= Extrait fourni =
Le terme «système» tel qu’on le connaît aujourd’hui et tel qu’il est vendu n’est jamais rien d’autre qu’un produit qui est ressassé, revendu à qui veut bien l’entendre. Il sert, le plus souvent, de point d’appui à la destructuration du langage qui s’immisce au travers de ce «système» tel une barrière infranchissable dont les clés sont subitement perdues. Le monde tel qu’il est n’est plus ce qu’il est, n’est plus compréhensible sans cette expression qui sert le fondement de sa propre fonction :

  1. L’existence d’un «système» vu comme un problème ne peut être fournie que par l’existence des personnes qui donnent «raison» à ce problème. C’est-à-dire : la manière dont l’être humain résout une perturbation lui permet de justifier le bien-fondé de sa formulation.
  2. Un problème existe réellement à partir du moment où un ensemble d’individus considère comme «vraie» la possibilité du problème en s’incluant dans celui-ci. Donc la réponse rudimentaire apportée est une réponse collective vérifiant individuellement l’existence des données du problème.
  3. L’ensemble des réponses données collectivement permet, en conséquence, de conférer un système d’élaboration propre à l’être humain dont une partie approuve de fait toutes les données du problème.
  4. Un tel processus signifie, à partir de faits rendus tangibles par une attitude collective considérant individuellement ce qu’est un problème, le développement d’un système ou mécanisme propice à la conviction par la double justification de la donnée individuelle et de la donnée collective en circonscrivant le sens autour d’une clôture.

Clôture du sens

J’utiliserai le signe graphique [système] afin d’indiquer la clôture du sens à laquelle il renvoie.

Toute personne vivant un temps soit peu en-dehors du milieu spécifique où des acceptions spécifiques du langage sont utilisées apprend assez rapidement qu’elle est victime d’une organisation résumée en un [système] et qu’il n’y a pas d’autres solutions que de le combattre puisque nous en sommes tous et toutes les victimes potentielles. Il suffit, grâce à une rhétorique bien huilée, d’expliquer, de révéler ce processus de victimisation et ainsi montrer en quoi il faut le combattre, le renverser pour que, enfin, nous puissions véritablement être maîtres de nous mêmes à nouveau et ne plus en être les victimes.

Cette clôture du sens ressemble beaucoup à la clôture installée dans un espace. La clôture est un élément courant et commun en ce sens qu’il définit un lieu qui se sépare d’un espace plus vaste. Il apparaît comme tel à partir du moment où d’autres espaces sont restés communs parfois communaux et à usages collectifs. Une clôture est presque quelque chose d’anodin, comme allant de soi dans notre monde. Elle a été forgée presque de toutes pièces.

= Consignes =
1. Dans l'extrait fourni, quel signe graphique sert à indiquer la clôture du sens ?
2. Selon l'extrait fourni, pourquoi n'y aurait-il pas d'autre solution que de combattre le [système] ? Répondez en une à trois phrases.

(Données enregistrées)
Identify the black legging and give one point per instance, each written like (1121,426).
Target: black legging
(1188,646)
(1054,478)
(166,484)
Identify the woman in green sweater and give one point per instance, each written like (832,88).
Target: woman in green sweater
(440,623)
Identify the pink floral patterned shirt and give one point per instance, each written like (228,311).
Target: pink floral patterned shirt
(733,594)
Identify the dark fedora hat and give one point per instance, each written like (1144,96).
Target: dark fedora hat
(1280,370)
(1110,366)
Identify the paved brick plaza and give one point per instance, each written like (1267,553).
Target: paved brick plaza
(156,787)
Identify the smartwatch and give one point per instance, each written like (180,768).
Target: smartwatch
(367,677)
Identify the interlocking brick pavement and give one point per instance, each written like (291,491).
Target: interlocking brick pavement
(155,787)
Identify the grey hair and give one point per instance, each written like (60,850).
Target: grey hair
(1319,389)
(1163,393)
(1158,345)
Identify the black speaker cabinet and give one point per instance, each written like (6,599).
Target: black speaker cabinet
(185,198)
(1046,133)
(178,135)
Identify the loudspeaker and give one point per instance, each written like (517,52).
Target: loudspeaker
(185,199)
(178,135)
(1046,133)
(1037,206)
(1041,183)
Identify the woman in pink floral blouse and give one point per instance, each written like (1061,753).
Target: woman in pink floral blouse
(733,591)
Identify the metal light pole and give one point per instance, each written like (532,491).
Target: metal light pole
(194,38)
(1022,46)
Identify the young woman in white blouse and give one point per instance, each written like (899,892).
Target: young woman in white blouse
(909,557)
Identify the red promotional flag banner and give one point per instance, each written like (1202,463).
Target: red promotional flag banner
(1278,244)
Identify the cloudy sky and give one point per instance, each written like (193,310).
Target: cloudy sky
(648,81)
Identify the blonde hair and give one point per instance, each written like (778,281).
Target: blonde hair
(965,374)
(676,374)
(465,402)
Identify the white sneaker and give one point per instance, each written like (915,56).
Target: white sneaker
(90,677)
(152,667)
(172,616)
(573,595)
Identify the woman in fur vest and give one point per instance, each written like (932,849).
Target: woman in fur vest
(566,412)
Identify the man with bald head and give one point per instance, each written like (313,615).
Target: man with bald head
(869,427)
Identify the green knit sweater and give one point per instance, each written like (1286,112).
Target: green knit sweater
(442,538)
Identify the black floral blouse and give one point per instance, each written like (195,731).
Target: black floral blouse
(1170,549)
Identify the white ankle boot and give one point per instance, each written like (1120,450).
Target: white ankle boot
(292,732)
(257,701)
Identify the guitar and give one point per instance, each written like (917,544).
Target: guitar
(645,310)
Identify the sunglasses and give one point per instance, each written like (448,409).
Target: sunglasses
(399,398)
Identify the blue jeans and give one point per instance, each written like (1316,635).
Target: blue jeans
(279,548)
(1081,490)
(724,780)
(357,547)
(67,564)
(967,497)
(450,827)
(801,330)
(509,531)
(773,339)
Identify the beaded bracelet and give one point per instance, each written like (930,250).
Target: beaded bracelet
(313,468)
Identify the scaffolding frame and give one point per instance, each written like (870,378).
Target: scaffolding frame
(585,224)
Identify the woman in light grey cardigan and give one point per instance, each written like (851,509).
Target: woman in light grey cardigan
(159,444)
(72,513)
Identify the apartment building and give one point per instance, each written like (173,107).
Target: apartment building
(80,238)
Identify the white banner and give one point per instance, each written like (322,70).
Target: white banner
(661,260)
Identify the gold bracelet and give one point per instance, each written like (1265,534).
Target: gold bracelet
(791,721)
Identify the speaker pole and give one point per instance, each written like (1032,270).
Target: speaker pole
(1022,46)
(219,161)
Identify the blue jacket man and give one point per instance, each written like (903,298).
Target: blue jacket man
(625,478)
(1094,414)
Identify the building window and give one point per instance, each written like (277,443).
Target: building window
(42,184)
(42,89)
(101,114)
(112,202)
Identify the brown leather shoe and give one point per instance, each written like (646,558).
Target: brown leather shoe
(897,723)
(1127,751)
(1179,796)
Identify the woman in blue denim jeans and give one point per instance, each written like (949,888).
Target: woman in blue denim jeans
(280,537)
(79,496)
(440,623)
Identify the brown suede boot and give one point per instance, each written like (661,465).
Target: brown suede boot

= Réponses par consigne =
1. Le signe graphique [système].

2. Il faudrait le combattre puisque nous en sommes tous et toutes les victimes potentielles. Le combattre et le renverser doit nous permettre d'être de nouveau véritablement maîtres de nous-mêmes et de ne plus en être les victimes.